§ **Work instructions**
Put the records starting at the line containing "Can you see the cloud" and ending at the line containing "column 222, row 97" into a two-column CSV with the columns text and answer. Give one row per record, with each value in its own quoted field and any line breaks replaced by spaces.

(Point labeling dataset excerpts)
=======

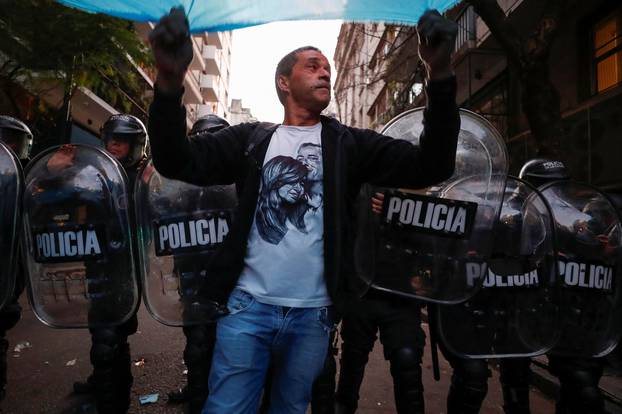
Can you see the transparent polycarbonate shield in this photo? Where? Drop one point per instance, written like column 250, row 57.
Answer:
column 181, row 226
column 432, row 244
column 11, row 187
column 77, row 239
column 515, row 314
column 589, row 241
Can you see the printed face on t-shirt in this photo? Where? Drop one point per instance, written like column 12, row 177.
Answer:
column 311, row 157
column 291, row 192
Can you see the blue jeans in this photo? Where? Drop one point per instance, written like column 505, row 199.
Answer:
column 253, row 336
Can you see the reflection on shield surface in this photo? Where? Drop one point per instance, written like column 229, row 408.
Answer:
column 432, row 244
column 515, row 314
column 589, row 248
column 11, row 187
column 77, row 238
column 181, row 226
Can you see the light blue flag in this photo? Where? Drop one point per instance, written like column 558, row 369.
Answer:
column 219, row 15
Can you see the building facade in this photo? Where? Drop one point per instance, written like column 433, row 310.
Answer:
column 378, row 73
column 207, row 80
column 239, row 114
column 585, row 66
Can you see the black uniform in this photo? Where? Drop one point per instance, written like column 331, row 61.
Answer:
column 399, row 322
column 578, row 377
column 18, row 137
column 200, row 339
column 112, row 379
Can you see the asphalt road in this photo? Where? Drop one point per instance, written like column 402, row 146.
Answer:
column 41, row 375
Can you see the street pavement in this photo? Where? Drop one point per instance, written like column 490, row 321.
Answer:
column 41, row 374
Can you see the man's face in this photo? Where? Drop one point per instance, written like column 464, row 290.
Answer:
column 311, row 157
column 309, row 82
column 118, row 148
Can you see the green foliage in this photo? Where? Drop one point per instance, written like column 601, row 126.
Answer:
column 41, row 40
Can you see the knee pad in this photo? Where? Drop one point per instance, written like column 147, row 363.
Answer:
column 515, row 377
column 406, row 364
column 105, row 346
column 323, row 392
column 407, row 385
column 9, row 316
column 129, row 327
column 352, row 364
column 469, row 386
column 580, row 392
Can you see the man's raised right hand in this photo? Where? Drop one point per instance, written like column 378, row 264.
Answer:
column 172, row 50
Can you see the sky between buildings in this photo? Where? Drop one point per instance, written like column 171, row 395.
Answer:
column 256, row 51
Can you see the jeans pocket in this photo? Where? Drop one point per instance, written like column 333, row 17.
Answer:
column 239, row 301
column 326, row 318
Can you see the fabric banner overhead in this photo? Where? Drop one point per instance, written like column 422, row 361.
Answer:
column 220, row 15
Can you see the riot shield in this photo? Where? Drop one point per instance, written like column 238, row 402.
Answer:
column 180, row 227
column 515, row 314
column 11, row 187
column 589, row 241
column 432, row 244
column 77, row 239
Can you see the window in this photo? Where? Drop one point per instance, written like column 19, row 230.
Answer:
column 415, row 91
column 607, row 52
column 466, row 27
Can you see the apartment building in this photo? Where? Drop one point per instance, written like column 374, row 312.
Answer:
column 207, row 80
column 585, row 67
column 238, row 114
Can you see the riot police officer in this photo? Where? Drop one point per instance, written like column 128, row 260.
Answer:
column 578, row 376
column 17, row 136
column 469, row 381
column 200, row 339
column 125, row 138
column 398, row 320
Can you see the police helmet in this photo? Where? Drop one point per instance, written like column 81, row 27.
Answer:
column 540, row 171
column 16, row 135
column 130, row 129
column 208, row 123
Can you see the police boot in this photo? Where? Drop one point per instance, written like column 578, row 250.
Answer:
column 407, row 385
column 469, row 385
column 198, row 357
column 84, row 387
column 123, row 376
column 323, row 393
column 353, row 361
column 579, row 391
column 104, row 352
column 515, row 378
column 178, row 396
column 4, row 346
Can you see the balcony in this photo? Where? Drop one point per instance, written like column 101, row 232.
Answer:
column 197, row 58
column 211, row 59
column 209, row 87
column 193, row 93
column 213, row 39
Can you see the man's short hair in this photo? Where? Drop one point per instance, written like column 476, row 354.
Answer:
column 285, row 66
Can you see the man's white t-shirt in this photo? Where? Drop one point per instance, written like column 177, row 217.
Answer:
column 284, row 263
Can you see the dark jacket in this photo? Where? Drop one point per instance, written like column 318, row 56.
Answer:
column 351, row 157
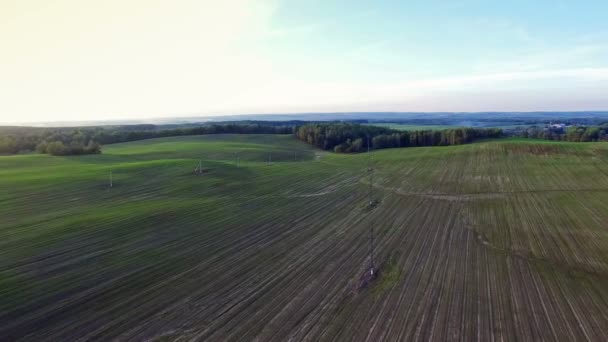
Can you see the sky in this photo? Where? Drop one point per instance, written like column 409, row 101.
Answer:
column 79, row 60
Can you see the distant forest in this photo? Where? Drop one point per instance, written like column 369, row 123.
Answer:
column 349, row 137
column 88, row 140
column 572, row 133
column 342, row 137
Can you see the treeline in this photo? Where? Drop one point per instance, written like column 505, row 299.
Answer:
column 88, row 140
column 572, row 133
column 348, row 138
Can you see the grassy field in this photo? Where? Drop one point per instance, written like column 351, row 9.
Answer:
column 500, row 240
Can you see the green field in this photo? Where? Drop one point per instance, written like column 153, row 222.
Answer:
column 500, row 240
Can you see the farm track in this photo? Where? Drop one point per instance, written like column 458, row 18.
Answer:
column 486, row 242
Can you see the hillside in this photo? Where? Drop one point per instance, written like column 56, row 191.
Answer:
column 500, row 240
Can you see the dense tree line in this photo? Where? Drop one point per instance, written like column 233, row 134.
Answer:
column 87, row 140
column 348, row 137
column 572, row 133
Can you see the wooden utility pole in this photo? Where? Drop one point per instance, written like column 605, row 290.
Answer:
column 370, row 170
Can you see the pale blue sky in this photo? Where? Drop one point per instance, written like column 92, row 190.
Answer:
column 83, row 60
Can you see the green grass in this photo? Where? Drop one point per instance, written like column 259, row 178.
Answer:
column 503, row 239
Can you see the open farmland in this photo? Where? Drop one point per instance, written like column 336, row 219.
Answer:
column 502, row 240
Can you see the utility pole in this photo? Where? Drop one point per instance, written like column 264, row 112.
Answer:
column 199, row 168
column 370, row 170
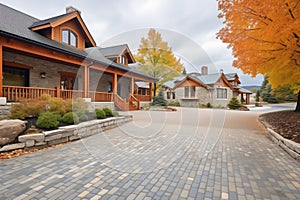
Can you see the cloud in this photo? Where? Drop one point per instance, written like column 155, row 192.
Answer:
column 195, row 21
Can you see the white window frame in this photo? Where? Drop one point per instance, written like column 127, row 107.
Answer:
column 222, row 97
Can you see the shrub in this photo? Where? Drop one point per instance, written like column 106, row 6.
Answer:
column 82, row 116
column 234, row 103
column 108, row 112
column 116, row 114
column 174, row 103
column 70, row 118
column 17, row 111
column 208, row 105
column 100, row 114
column 159, row 100
column 48, row 120
column 80, row 105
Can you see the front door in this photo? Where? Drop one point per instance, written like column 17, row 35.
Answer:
column 13, row 76
column 67, row 81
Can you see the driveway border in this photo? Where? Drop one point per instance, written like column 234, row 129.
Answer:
column 289, row 146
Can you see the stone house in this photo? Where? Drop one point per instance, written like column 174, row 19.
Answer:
column 193, row 89
column 58, row 56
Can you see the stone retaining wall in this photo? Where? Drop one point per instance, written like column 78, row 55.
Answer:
column 66, row 133
column 289, row 146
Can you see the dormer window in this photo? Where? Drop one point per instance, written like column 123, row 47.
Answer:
column 69, row 37
column 122, row 60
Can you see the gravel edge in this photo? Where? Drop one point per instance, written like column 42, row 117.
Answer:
column 291, row 147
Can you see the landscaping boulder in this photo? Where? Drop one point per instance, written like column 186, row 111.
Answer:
column 10, row 129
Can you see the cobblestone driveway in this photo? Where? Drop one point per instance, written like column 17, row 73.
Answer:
column 189, row 154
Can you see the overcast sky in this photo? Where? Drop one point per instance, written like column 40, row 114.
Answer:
column 189, row 26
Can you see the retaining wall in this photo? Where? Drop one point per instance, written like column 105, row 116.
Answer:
column 66, row 133
column 289, row 146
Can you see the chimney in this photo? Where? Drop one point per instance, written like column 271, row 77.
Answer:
column 70, row 9
column 204, row 70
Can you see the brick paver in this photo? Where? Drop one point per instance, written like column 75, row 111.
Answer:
column 189, row 154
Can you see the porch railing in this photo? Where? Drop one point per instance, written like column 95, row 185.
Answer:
column 101, row 96
column 142, row 97
column 69, row 94
column 134, row 101
column 14, row 93
column 120, row 103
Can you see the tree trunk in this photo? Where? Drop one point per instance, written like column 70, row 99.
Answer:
column 298, row 103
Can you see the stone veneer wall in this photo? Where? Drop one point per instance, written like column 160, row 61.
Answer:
column 66, row 133
column 52, row 69
column 4, row 111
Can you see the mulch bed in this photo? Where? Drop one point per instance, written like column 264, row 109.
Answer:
column 285, row 123
column 19, row 152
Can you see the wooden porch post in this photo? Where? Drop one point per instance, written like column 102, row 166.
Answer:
column 247, row 98
column 132, row 86
column 150, row 88
column 115, row 83
column 1, row 69
column 85, row 81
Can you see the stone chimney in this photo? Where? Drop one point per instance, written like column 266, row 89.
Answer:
column 204, row 70
column 70, row 9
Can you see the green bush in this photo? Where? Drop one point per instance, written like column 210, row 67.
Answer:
column 17, row 112
column 82, row 116
column 48, row 120
column 159, row 100
column 100, row 114
column 234, row 103
column 208, row 105
column 80, row 105
column 108, row 112
column 174, row 103
column 70, row 118
column 116, row 114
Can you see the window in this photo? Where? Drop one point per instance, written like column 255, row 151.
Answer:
column 67, row 81
column 13, row 76
column 193, row 91
column 186, row 91
column 189, row 91
column 122, row 60
column 168, row 95
column 221, row 93
column 69, row 37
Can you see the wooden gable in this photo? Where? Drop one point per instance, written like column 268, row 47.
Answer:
column 223, row 82
column 188, row 81
column 52, row 29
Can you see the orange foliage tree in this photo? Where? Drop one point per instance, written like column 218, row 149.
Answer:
column 265, row 38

=======

§ **Output for this task**
text,answer
"Can you see the cloud in this photo? Where? Drop one point per instance, written like column 155, row 192. Answer:","column 195, row 21"
"Can you see the white window frame in this photo? Where? Drop one point per instance, written like column 127, row 107. Answer:","column 222, row 97"